◆ PAGE EXTRACT ◆
--- --- ---

Pinned & prepped: Salted caramel butter bars
Oh, how I love salted caramel. But wait, I got ahead of myself…
When we got the invite for Nathan’s BYU EMBA graduation party in Park City and it mentioned a dessert bar, I was all over that idea because I’m all over dessert (often literally). Plus I love any excuse to try out a new dessert recipe from my Pinterest “suh-weet!” board. If it has salted caramel in it somewhere, anywhere, even better.
By the way, I love when I come up with a clever name for a Pinterest board. It makes me smile.
So does dessert.
I decided I needed to try these salted caramel butter bars for two reasons: one, the photo made me wish yet again for Wonkavision; and two, the title has both the phrase “salted caramel” and the word “butter.”
How could you not make Eat at Allie’s salted caramel butter bars after seeing THAT photo?
Her photo is definitely better than mine but all I had was my cellphone camera on hand that night. I thought I’d have extra salted caramel bars to bring home so I could take a “real” photo later. Silly me!
I’m not kidding when I say these bars are like crack. On crack. They were the hit of the party. True story: I heard Nathan’s friends telling their friends to try one before they were gone. And a guy who told me he was definitely not a dessert fan polished off his salted caramel butter bar in record time.
The only thing I’ll do differently next time (and there WILL be a next time…probably many next times) is change the ratio of dough on bottom and top. The original recipe calls for 1/3 dough pressed into the pan and 2/3 sprinkled on top. I found this made for way too much topping. In fact, I didn’t even use all the refrigerated dough because I ran out of sprinkling room in the pan. You want some of that ooey, gooey caramel to show! Next time I’ll try 1/2 dough on bottom and 1/2 on top. If that also seems off, I’ll revert to the 1/3 dough pressed into the pan and simply cut back on the topping.
A+ if you followed everything I said in that last paragraph.
Oh! I almost forgot! If you’re doing some serious multitasking while making these salted caramel bars (e.g., packing up your husband and son for a camp-out, doing multiple loads of laundry, freshening up after a long graduation-filled morning) and forget to sprinkle the sea salt on the caramel filling before adding the topping, you can sprinkle it after the final baking and they’ll still taste fabulous. Trust me.

--- --- ---

◆ INFORMATION GIVEN ◆
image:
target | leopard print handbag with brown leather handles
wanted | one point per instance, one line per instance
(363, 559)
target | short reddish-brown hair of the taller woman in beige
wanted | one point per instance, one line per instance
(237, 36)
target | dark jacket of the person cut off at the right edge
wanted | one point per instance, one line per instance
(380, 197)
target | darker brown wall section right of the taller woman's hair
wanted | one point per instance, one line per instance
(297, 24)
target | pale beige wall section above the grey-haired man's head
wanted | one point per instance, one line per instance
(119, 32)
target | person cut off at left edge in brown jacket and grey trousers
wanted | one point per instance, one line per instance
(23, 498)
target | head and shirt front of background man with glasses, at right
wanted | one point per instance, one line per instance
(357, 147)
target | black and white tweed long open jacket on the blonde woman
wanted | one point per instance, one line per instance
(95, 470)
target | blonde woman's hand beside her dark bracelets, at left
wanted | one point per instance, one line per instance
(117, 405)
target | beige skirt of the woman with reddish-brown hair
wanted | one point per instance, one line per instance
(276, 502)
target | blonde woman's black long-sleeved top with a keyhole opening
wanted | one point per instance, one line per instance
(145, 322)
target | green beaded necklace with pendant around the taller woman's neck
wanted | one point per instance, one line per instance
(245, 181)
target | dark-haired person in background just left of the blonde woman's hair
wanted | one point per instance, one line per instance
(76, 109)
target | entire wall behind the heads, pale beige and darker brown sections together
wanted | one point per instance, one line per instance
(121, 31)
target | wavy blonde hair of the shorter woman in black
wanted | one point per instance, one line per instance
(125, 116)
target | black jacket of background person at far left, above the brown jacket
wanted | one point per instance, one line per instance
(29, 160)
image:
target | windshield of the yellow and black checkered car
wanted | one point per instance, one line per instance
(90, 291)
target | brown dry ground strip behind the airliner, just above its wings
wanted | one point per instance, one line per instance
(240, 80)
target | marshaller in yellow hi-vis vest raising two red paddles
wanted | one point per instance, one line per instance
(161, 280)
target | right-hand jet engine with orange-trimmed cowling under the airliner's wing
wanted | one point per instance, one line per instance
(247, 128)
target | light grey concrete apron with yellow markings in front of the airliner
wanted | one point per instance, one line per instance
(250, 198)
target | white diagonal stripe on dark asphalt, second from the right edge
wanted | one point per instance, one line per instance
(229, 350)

--- --- ---

◆ TASK REQUIREMENTS ◆
**a.** Copy out the salted caramel post from "So does dessert." to "seeing THAT photo?".
**b.** Based on the salted caramel post, answer yes or no to each statement and quote the words that decide it: (i) The original recipe has 1/3 of the dough pressed into the pan. (ii) The writer used all of the refrigerated dough. (iii) The writer's photo was taken with a cellphone camera.
**c.** Carry on the salted caramel post from the point where it stops.
The items have nothing to do with the salted caramel post.

◆ TASK RESULTS ◆
**a.**
So does dessert.
I decided I needed to try these salted caramel butter bars for two reasons: one, the photo made me wish yet again for Wonkavision; and two, the title has both the phrase “salted caramel” and the word “butter.”
How could you not make Eat at Allie’s salted caramel butter bars after seeing THAT photo?

**b.**
(i) Yes: "The original recipe calls for 1/3 dough pressed into the pan and 2/3 sprinkled on top."
(ii) No: "I didn’t even use all the refrigerated dough because I ran out of sprinkling room in the pan."
(iii) Yes: "all I had was my cellphone camera on hand that night."

**c.**
Printable recipe for salted caramel bars below.
- 1 lb salted butter, softened
- 1 cup sugar
- 1½ cups powdered sugar
- 2 T vanilla
- 4 cups flour
- 1 bag (14-oz) caramel squares, unwrapped
- ⅓ cup heavy whipping cream
- ½ tsp vanilla
- 2 tsp coarse sea salt
- Preheat the oven to 325 degrees; butter a 9×13-inch baking pan.
- Using a mixer, beat the butter and sugars for at least 3 minutes until light and fluffy. Add the vanilla and mix until combined.
- Sift the flour and add to the butter mixture. Mix on low speed until a soft dough forms.
- Press about half of the dough evenly into the pan; refrigerate remaining dough.
- Bake for 18 to 20 minutes until firm and the edges are just barely turning a light golden brown.
- While dough is baking, start on the filling.
- Place the unwrapped caramels, heavy whipping cream and vanilla in a small saucepan. Heat over medium/low heat until completely melted
- Pour the caramel filling evenly over the crust. Remove the chilled dough from the refrigerator and crumble evenly over the caramel.
- Sprinkle dough with sea salt.
- Bake for another 25-30 minutes until the shortbread topping is firm and starting to turn a light golden brown on the edges.
- Cool completely before cutting into squares.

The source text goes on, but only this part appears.